Work required |
Reproduce all the entries below, swapping "Coords" for "Points" wherever it occurs and keeping everything else the same. Leave the pictures out.
## start
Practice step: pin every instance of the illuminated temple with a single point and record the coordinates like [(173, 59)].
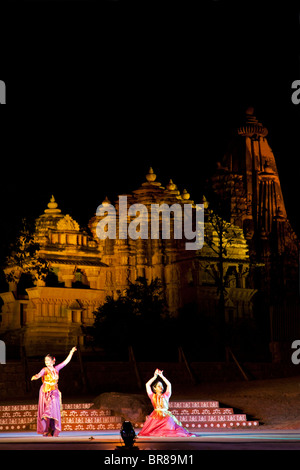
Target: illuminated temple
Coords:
[(84, 270)]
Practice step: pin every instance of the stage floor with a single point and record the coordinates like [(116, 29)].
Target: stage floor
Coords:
[(110, 441)]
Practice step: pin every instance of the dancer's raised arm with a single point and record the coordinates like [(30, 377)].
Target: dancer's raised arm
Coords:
[(168, 384)]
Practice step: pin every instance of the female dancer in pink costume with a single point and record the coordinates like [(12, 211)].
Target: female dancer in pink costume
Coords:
[(161, 422), (49, 417)]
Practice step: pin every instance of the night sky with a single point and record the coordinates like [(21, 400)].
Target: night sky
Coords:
[(98, 94)]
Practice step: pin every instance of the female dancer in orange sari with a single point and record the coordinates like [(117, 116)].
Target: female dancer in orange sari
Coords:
[(49, 415), (161, 422)]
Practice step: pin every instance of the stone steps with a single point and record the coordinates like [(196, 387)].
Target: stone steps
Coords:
[(82, 417)]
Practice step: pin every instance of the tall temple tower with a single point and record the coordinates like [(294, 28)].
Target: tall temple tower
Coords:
[(247, 179)]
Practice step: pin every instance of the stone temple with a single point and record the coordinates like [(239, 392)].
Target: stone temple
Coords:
[(82, 270)]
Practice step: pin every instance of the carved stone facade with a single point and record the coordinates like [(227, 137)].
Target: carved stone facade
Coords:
[(248, 179)]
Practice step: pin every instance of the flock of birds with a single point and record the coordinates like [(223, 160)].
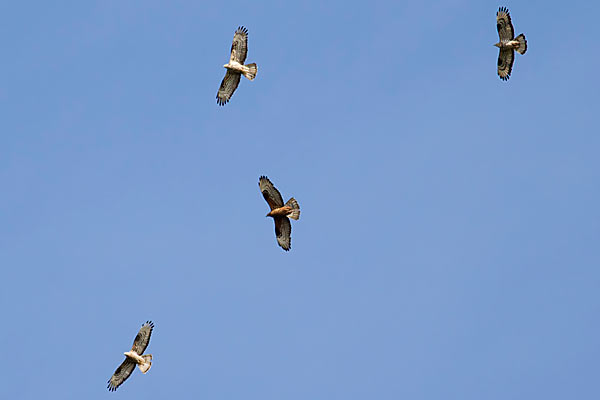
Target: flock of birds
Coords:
[(280, 212)]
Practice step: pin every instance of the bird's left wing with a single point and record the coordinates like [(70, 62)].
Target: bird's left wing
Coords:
[(121, 374), (239, 47), (142, 338), (504, 24), (506, 58)]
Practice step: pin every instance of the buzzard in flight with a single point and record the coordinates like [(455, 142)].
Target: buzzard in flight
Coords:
[(280, 213), (508, 43), (236, 67), (134, 357)]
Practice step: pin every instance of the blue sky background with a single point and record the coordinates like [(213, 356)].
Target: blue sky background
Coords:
[(448, 244)]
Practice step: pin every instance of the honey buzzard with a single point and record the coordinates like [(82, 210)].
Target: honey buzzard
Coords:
[(134, 357), (236, 67), (508, 43), (279, 212)]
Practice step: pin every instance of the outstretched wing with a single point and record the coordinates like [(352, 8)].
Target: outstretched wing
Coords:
[(506, 58), (142, 338), (121, 374), (283, 231), (228, 86), (504, 25), (270, 193), (239, 47)]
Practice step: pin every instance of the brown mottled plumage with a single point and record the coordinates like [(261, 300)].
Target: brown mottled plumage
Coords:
[(281, 213)]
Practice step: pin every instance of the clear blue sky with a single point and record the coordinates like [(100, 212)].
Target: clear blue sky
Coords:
[(448, 244)]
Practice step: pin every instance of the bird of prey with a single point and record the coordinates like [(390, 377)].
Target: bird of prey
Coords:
[(508, 43), (235, 67), (134, 357), (279, 212)]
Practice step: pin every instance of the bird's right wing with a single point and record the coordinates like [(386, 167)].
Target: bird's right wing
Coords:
[(121, 374), (142, 338), (239, 47), (506, 58), (228, 86), (270, 193), (504, 24)]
## end
Solution to this exercise |
Practice step: pin every instance of the illuminated temple with a single point and record the coordinates like [(173, 59)].
Target: illuminated temple
Points:
[(84, 270)]
Practice step: pin every instance of the stage floor with a single point and record the coordinates like [(116, 29)].
Target: stage floor
Points:
[(110, 441)]
Practice step: pin every instance of the dancer's raised arm with a single point and record the coordinates like [(30, 377)].
Target: dancer's raised arm
Points:
[(168, 384)]
Practice step: pin every instance of the female dancer in pink costume with a single point and record the coordinates like [(12, 211)].
Target: female dancer in pink costume
Points:
[(161, 422), (49, 417)]
Practice step: pin every instance of the night sky with a single point and record the coordinates like [(21, 400)].
Target: night sky
Points:
[(98, 94)]
Practice step: pin every instance of the female dancer in orange sari with a single point and record the coordinates like [(117, 116)].
Target: female dancer in orange sari
Points:
[(49, 415), (161, 422)]
Practice step: pin every instance of the stone steps with a single point and record the coordinates like [(196, 387)].
Target: stone steps
Points:
[(82, 417)]
Practice step: pin every instance of the tall temple tower with a single point and record the coordinates like [(294, 28)].
Target: tall temple tower
Points:
[(247, 179)]
Practice step: pin every instance of the stone temple with a single point and record the coordinates like [(239, 392)].
Target: stone temple
Points:
[(82, 270)]
Practice step: pin every instance of the carved stone facade with a single point and record the coordinates like [(227, 137)].
Target: carved stone facade
Points:
[(248, 179)]
Practice step: pin every instance of the flock of birds with a single point and record the coordinates like [(223, 160)].
Target: flock of birds
Points:
[(280, 212)]
Practice step: pin every instance of the bird's left wing with a single point and record the coordinates like [(70, 62)].
Target: bird's left wing
Points:
[(121, 374), (239, 47), (142, 338), (504, 24), (506, 58)]
Practice step: pin every instance of the buzzard in flight with a single point and record the coordinates like [(455, 142)].
Target: buzzard in flight
Points:
[(280, 213), (508, 43), (236, 67), (134, 357)]
Practice step: pin every instance of the blue sky background with a single point and record the coordinates like [(213, 356)].
Target: blue sky background
Points:
[(448, 244)]
Practice step: pin every instance of the honey buzzard with a single point and record the coordinates like [(82, 210)].
Target: honey buzzard
Points:
[(134, 357), (236, 67), (508, 43), (279, 212)]
Practice step: pin every instance of the outstretched wing with a single point and record the coordinates like [(352, 8)].
Target: outstretched wing
Points:
[(506, 58), (142, 338), (121, 374), (283, 231), (228, 86), (504, 25), (270, 193), (239, 47)]
Practice step: pin every instance of the brown mottled plumage with a single point and record the coordinates like [(261, 300)].
Target: brown mottled plumage
Points:
[(281, 213)]
Practice step: pin every instance of the clear blue sky with a single point and record the coordinates like [(100, 212)].
Target: clear blue sky
Points:
[(448, 244)]
Practice step: pin every instance of the bird of prey with a single point and record the coordinates like [(390, 377)].
Target: bird of prey
Points:
[(508, 43), (235, 67), (134, 357), (279, 212)]
Practice step: pin every instance of the bird's right wing with a single point and record the coordinates like [(386, 167)].
Target: bird's right wing
Points:
[(121, 374), (142, 338), (239, 47), (506, 58), (228, 86), (270, 193), (504, 24)]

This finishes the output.